━━━━━ Records supplied

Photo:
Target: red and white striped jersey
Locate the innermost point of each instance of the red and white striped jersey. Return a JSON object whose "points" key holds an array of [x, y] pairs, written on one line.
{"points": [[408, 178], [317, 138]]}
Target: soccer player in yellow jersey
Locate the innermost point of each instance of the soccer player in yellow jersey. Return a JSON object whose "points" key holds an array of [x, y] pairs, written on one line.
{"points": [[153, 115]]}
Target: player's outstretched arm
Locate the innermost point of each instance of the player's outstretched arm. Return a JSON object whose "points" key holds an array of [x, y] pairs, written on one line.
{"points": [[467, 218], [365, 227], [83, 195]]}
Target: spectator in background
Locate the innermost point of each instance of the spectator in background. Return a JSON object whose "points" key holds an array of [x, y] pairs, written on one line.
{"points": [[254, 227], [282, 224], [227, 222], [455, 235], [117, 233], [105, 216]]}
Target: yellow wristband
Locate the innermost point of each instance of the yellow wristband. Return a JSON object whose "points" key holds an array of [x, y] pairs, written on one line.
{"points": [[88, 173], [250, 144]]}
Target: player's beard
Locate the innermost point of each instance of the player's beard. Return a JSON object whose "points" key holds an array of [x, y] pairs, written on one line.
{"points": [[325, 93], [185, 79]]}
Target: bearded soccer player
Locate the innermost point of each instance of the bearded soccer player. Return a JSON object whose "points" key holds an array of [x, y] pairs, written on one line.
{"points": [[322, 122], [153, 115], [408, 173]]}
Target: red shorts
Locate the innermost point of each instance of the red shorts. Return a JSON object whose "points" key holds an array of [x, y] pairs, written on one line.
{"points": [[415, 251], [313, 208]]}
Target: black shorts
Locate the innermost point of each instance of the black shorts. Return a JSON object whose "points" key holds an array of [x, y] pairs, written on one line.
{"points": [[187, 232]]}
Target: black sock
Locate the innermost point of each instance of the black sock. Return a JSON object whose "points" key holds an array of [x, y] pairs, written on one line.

━━━━━━━━━━

What to produce —
Show every line above in which the word "Target" is found.

Solution —
Target: red and white striped jersey
Target: soccer player in yellow jersey
Target: player's outstretched arm
Target: spectator in background
Target: yellow wristband
Target: player's beard
Target: bearded soccer player
Target: red shorts
Target: black shorts
Target: black sock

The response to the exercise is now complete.